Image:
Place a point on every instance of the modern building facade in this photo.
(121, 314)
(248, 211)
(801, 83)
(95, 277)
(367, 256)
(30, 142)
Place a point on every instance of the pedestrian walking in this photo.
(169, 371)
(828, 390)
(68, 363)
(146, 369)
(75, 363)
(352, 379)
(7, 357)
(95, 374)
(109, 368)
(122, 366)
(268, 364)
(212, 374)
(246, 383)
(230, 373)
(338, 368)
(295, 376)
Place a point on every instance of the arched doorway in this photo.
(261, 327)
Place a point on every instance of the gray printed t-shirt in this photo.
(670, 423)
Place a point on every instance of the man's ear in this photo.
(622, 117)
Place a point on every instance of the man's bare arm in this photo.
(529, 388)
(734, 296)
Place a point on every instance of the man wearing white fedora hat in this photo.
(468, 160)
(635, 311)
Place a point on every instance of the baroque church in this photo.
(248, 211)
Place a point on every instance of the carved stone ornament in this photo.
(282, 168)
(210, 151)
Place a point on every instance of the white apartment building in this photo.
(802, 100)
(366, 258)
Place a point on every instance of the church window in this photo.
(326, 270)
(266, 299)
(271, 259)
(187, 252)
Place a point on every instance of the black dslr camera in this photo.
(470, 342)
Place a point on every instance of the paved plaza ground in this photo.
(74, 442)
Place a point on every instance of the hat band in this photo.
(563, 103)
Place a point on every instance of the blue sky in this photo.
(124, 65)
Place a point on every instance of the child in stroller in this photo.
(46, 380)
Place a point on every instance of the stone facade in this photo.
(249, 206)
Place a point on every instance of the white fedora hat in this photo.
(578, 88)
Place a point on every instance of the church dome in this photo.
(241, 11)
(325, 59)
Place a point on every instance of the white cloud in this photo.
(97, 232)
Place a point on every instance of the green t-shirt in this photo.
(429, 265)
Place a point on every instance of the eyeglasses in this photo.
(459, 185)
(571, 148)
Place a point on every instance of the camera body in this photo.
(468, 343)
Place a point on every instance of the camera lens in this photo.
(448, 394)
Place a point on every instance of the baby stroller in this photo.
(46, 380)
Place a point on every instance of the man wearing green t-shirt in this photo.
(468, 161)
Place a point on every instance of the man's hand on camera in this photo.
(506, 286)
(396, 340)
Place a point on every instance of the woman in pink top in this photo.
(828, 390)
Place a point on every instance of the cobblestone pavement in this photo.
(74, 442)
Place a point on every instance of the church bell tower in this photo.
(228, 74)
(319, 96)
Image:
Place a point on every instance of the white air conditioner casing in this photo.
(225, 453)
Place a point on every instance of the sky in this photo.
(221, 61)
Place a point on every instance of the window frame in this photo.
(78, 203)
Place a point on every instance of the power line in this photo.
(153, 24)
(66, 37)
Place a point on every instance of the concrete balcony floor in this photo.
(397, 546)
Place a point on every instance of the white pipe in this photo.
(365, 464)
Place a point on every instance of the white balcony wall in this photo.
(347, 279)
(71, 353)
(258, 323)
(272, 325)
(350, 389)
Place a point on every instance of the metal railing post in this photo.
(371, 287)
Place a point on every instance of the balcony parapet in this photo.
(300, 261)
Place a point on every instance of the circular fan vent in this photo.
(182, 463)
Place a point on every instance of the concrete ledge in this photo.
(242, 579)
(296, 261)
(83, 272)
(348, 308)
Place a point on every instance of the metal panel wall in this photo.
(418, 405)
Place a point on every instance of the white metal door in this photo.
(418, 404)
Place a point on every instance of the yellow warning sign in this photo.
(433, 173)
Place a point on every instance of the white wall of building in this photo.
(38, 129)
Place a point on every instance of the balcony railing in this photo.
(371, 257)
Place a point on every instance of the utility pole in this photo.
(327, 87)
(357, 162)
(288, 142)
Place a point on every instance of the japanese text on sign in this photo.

· · · · ·

* DIRECTIONS *
Reproduce all of the data above verbatim, line for line.

* THE RESULT *
Image:
Place a point on every instance of the modern building facade in this photo.
(121, 314)
(248, 211)
(801, 83)
(95, 277)
(367, 256)
(30, 142)
Place a point on every instance of the pedestrian walking in this photo.
(169, 371)
(828, 390)
(68, 363)
(146, 369)
(75, 363)
(352, 379)
(7, 357)
(95, 374)
(109, 368)
(122, 366)
(268, 364)
(212, 374)
(246, 383)
(230, 373)
(338, 368)
(295, 376)
Place a point on every instance of the arched doorway in this photo.
(261, 327)
Place a point on every instance of the gray printed t-shirt in this photo.
(670, 423)
Place a point on every instance of the man's ear in this photo.
(622, 117)
Place a point on every instance of the man's bare arm in this photo.
(529, 388)
(734, 296)
Place a point on every instance of the man wearing white fedora hat in this photo.
(468, 160)
(635, 311)
Place a point on every instance of the baroque church in this photo.
(248, 211)
Place a point on every instance of the carved stone ornament in this photo.
(282, 168)
(210, 151)
Place a point on every instance of the white apartment building in this photo.
(802, 100)
(366, 258)
Place a point on every instance of the church window in this photo.
(326, 270)
(266, 299)
(271, 259)
(187, 252)
Place a point on every instance of the black dslr camera in this photo.
(470, 342)
Place a point on every instance of the paved plaza ground in this photo.
(74, 442)
Place a point on every instance of the hat band in this photo.
(563, 103)
Place a point on every instance of the blue sky in this photo.
(124, 65)
Place a point on every instance of the child in stroller in this photo.
(46, 380)
Place a point on every instance of the stone facade in this photo.
(249, 206)
Place a point on every instance of the white fedora hat in this photo.
(578, 88)
Place a point on every instance of the church dome in this photo.
(241, 11)
(325, 59)
Place a point on every instance of the white cloud in this photo.
(97, 232)
Place a point on every instance of the green t-shirt in this photo.
(429, 265)
Place a point on every instance of the eyeglasses in this photo.
(459, 185)
(571, 148)
Place a point on every instance of the camera body in this photo.
(468, 343)
Place a point on every instance of the camera lens in this photo.
(448, 394)
Place a point on every instance of the baby stroller in this photo.
(46, 380)
Place a point on every instance of the man wearing green t-shirt in this photo.
(468, 161)
Place a point on every instance of the man's hand on camera in this photo.
(506, 286)
(396, 340)
Place a point on every instance of the woman in pink top in this photo.
(828, 390)
Place a point on every instance of the cobblestone pavement in this photo.
(74, 442)
Place a point on every instance of the church bell tower in this photo.
(228, 74)
(319, 96)
Image:
Place a point on every instance of the white air conditioner casing in this photo.
(225, 453)
Place a point on every instance of the sky in this photo.
(221, 61)
Place a point on every instance of the window frame in this photo.
(78, 203)
Place a point on every instance of the power line in this photo.
(153, 24)
(66, 37)
Place a point on every instance of the concrete balcony floor in this photo.
(397, 546)
Place a point on every instance of the white pipe in this photo.
(365, 464)
Place a point on every instance of the white balcony wall in this photo.
(347, 279)
(71, 353)
(258, 323)
(272, 325)
(350, 389)
Place a point on every instance of the metal railing post in this photo.
(371, 287)
Place a point on every instance of the balcony parapet in this photo.
(300, 261)
Place a point on every instance of the circular fan vent in this photo.
(182, 463)
Place a point on every instance of the concrete ledge in this photo.
(242, 579)
(296, 261)
(83, 272)
(348, 308)
Place a point on every instance of the metal panel wall in this photo.
(418, 405)
Place a point on every instance of the white metal door in this photo.
(418, 404)
Place a point on every instance of the yellow warning sign in this photo.
(433, 173)
Place a point on every instance of the white wall of building in this photo.
(38, 129)
Place a point on every instance of the balcony railing in this photo.
(371, 257)
Place a point on every instance of the utility pole in this photo.
(327, 87)
(357, 162)
(288, 142)
Place a point on every instance of the japanese text on sign in this photo.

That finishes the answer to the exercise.